Data supplied:
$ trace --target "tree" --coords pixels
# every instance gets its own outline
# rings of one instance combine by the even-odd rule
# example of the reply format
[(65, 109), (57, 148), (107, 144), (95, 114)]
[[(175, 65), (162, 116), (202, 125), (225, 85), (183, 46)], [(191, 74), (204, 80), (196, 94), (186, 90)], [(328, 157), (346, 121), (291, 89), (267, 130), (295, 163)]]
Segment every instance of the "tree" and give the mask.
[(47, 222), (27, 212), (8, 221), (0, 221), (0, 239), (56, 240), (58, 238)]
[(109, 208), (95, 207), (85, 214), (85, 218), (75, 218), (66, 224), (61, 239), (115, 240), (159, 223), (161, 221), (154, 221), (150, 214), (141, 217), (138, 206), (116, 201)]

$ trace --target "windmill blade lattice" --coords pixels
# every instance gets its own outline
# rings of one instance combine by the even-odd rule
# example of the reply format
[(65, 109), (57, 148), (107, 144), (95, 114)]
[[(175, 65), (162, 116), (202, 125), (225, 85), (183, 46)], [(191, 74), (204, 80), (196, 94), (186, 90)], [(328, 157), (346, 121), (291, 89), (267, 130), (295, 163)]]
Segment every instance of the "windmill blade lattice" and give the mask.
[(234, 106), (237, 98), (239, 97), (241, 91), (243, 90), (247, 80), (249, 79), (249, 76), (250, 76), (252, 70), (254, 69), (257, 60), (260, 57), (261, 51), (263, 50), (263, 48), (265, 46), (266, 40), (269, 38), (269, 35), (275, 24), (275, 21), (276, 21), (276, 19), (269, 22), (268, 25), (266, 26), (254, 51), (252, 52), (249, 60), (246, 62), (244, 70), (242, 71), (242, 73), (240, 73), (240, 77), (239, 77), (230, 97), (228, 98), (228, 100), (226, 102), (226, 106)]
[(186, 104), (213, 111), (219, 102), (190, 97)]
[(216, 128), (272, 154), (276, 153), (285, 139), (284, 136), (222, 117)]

Required work: Copy out every one of the entries above, line for line, with no changes.

Expected answer:
$ trace --target "tree" --coords pixels
# every instance gets its own outline
# rings of one instance combine by the even-odd rule
# example of the reply format
[(65, 109), (57, 148), (107, 144), (95, 114)]
[[(175, 65), (162, 116), (202, 125), (225, 85), (183, 46)], [(191, 74), (204, 80), (196, 94), (186, 90)], [(328, 157), (346, 121), (291, 89), (267, 130), (295, 163)]]
Segment every instance of the "tree" and give the mask.
[(47, 222), (27, 212), (8, 221), (0, 221), (0, 239), (56, 240), (58, 238)]
[(109, 208), (95, 207), (85, 214), (85, 218), (75, 218), (66, 224), (61, 239), (115, 240), (159, 223), (161, 221), (154, 221), (150, 214), (141, 217), (138, 206), (116, 201)]

$ trace --target "windmill blade lattice" --coords pixels
# every instance gets its own outline
# rings of one instance combine by the even-odd rule
# example of the reply format
[(65, 109), (57, 148), (107, 144), (95, 114)]
[[(175, 65), (162, 116), (202, 125), (225, 85), (183, 46)], [(191, 74), (204, 80), (196, 94), (186, 90)], [(328, 157), (346, 121), (291, 89), (267, 130), (295, 163)]]
Segment every instance of the "windmill blade lattice" and give the mask.
[(234, 106), (237, 98), (239, 97), (241, 91), (243, 90), (247, 80), (249, 79), (249, 76), (250, 76), (252, 70), (254, 69), (257, 60), (260, 57), (261, 51), (263, 50), (263, 48), (265, 46), (266, 40), (269, 38), (269, 35), (275, 24), (275, 21), (276, 21), (276, 19), (269, 22), (268, 25), (266, 26), (254, 51), (252, 52), (249, 60), (246, 62), (244, 70), (242, 71), (242, 73), (240, 73), (240, 77), (239, 77), (230, 97), (228, 98), (228, 100), (226, 102), (226, 106)]
[(186, 104), (213, 111), (219, 102), (190, 97)]
[(216, 128), (272, 154), (276, 153), (285, 139), (284, 136), (222, 117)]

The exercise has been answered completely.